• [Goal of the exercise]
Each line below should be restated exactly, with nothing dropped.

• [Given records]
<<<<
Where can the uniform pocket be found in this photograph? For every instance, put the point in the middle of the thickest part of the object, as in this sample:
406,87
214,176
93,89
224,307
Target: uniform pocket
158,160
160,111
>>>>
• [Task response]
Where can the uniform pocket be found in this photograph? For every instance, put the point in the middle of the thickest part of the object, as in this sample:
406,87
214,176
93,89
224,307
Target: uniform pocket
158,160
160,111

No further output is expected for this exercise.